PROMPT. Reproduce the entries verbatim, everything from the start of the entries down to the line containing "286 0 341 206", including that line.

GIVEN RECORDS.
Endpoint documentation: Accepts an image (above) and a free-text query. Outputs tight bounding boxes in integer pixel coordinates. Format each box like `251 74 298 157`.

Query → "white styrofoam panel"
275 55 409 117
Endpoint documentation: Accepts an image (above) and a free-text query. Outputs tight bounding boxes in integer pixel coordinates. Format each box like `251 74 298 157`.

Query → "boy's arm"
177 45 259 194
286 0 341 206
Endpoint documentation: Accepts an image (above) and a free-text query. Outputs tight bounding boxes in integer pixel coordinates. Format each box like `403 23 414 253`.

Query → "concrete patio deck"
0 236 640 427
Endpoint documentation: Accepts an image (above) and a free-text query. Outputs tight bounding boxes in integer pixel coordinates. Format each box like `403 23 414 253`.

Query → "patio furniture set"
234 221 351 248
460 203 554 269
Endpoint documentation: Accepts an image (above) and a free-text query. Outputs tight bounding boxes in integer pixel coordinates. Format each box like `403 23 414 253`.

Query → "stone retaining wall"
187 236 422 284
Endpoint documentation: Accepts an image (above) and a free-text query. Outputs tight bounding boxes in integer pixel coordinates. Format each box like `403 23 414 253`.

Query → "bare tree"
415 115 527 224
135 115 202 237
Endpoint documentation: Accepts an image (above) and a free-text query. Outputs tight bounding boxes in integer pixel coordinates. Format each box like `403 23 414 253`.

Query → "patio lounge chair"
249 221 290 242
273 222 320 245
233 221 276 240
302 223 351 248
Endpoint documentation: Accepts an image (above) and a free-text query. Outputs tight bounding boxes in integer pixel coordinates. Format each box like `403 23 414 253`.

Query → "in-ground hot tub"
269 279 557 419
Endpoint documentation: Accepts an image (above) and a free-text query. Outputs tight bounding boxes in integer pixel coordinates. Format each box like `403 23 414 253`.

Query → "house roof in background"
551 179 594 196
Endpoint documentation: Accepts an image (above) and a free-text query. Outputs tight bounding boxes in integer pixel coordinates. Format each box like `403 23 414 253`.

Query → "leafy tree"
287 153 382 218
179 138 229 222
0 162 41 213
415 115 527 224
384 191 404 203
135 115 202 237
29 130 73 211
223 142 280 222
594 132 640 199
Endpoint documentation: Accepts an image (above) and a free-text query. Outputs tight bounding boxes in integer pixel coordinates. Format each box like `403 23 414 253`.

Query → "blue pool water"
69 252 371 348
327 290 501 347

FINISHED TASK.
Endpoint documentation: Accepts an image (above) and a free-text query. Outputs tight bounding boxes in integer pixel coordinates. Format each box like `251 74 298 157`.

Query → "white styrofoam panel"
275 55 409 117
Endpoint documentation: Accepts an image (above) and a free-text query. Outputs tight bounding boxes in integer pixel coordinates. Format each box like `251 74 298 157`.

Query → "boy's arm"
177 45 259 194
286 0 341 206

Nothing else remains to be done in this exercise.